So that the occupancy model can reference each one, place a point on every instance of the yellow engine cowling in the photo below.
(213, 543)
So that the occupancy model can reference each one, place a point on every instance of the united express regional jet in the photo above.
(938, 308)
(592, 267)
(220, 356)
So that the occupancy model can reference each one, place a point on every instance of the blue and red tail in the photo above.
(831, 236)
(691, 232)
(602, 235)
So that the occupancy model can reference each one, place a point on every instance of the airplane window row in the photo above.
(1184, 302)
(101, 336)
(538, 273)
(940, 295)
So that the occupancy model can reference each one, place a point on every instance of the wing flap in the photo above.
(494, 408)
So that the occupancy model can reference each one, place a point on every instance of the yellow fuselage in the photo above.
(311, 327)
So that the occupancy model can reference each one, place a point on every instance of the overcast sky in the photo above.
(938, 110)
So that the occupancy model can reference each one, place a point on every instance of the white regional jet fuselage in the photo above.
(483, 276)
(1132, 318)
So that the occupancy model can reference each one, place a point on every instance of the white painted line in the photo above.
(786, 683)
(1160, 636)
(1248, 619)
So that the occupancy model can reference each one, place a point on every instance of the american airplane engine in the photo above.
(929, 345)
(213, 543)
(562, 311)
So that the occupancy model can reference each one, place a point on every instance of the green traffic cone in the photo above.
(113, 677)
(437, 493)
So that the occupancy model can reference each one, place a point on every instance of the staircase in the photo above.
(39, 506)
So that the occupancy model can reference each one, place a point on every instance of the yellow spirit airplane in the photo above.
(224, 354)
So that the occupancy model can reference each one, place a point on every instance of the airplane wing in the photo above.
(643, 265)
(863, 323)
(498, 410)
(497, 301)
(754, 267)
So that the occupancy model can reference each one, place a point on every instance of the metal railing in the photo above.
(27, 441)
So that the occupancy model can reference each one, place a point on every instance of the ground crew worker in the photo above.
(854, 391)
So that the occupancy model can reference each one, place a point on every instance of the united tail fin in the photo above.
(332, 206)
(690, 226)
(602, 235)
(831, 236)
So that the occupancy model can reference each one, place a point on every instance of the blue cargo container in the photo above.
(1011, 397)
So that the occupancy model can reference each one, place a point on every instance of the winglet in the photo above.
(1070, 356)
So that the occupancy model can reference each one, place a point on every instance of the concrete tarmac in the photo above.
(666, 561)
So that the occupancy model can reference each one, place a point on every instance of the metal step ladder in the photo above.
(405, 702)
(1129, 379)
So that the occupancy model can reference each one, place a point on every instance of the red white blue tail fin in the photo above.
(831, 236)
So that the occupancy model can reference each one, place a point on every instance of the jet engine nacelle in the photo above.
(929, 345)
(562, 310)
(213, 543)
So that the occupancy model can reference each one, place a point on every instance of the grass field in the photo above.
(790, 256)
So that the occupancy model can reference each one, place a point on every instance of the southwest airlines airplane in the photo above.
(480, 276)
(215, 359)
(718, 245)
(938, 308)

-.-.-

- Work to be completed
Each record must be printed again, word for word, with nothing dropped.

- Answer box
So that the occupancy model can reference each one, place a point on every instance of the yellow engine cowling in the photo below.
(213, 543)
So that the occupancy model can reference each one, place a point on every instance of the united express regional jet in the photo above.
(938, 308)
(592, 267)
(220, 356)
So that the occupancy model can reference each one, place a point on every instance of the blue and red tail in the photo above.
(831, 236)
(691, 232)
(602, 235)
So that the occupancy model can reference each one, place a point on every instance of the airplane window row in the photo above.
(1184, 302)
(101, 336)
(538, 273)
(940, 295)
So that the occupancy model can reference each one, place a point on every instance of the wing flap in the photo above.
(494, 408)
So that the occupancy model can reference each one, place a point on every instance of the yellow fuselage in the photo above.
(311, 327)
So that the occupancy model can reference each one, place a point on every instance of the overcast sky in the photo above.
(938, 110)
So that the occupancy model can reference each one, place a point on every instance of the white regional jet fuselage in the photo above.
(483, 276)
(1132, 318)
So that the occupancy model can reference each one, place a point on every instance of the white painted line in the photo above.
(786, 683)
(1160, 636)
(1248, 619)
So that the occupancy model can reference each one, place a point on every instance of the american airplane engine in the photo above.
(929, 345)
(213, 543)
(562, 311)
So that the occupancy model can reference each one, place a point on every instance of the green traffic cone in the photo above.
(113, 677)
(437, 493)
So that the occupancy model can reference each one, place a point on every instance of the staircase in the photo above.
(39, 506)
So that the occupancy model can reference each one, place a point on every instance of the yellow spirit airplane in the photo above.
(224, 354)
So that the occupancy model can reference each one, place a point on every instance of the airplane wing in the photo above.
(643, 265)
(863, 323)
(498, 410)
(497, 301)
(754, 267)
So that the occupancy model can reference each one, place a point on every instance of the metal railing in the photo above.
(27, 441)
So that the occupancy model can reference each one, place a point on every instance of the ground crew worker in the photo above.
(854, 391)
So that the occupancy model can reference each one, place a point on every instance of the united tail fin in the photo above.
(332, 206)
(690, 226)
(602, 235)
(831, 236)
So that the occupancy model can reference each one, place a point on every instance of the blue cargo container in the photo above.
(1011, 397)
So that the occupancy model can reference each one, place a point on every instance of the winglet in the photo above.
(1070, 356)
So that the occupancy model can reference each one, place a point on every instance of the concrete tarmac in the photo above.
(666, 561)
So that the occupancy model can reference each one, place a point on every instance of the metal step ladder in the photo above.
(405, 702)
(1129, 379)
So that the occupancy model can reference each one, place a point on every instance of the red white blue tail fin in the photo above.
(831, 236)
So that the occupancy model can reference each one, place a point on every instance of the jet engine nacelle in the photo above.
(929, 345)
(562, 310)
(213, 543)
So that the occupancy model can reference each one, place a point on every instance of the grass field in the photo above.
(790, 256)
So that the occupancy model can reference each one, place a point on every instance of the southwest airlines airplane in the photo above.
(480, 276)
(215, 359)
(718, 245)
(938, 308)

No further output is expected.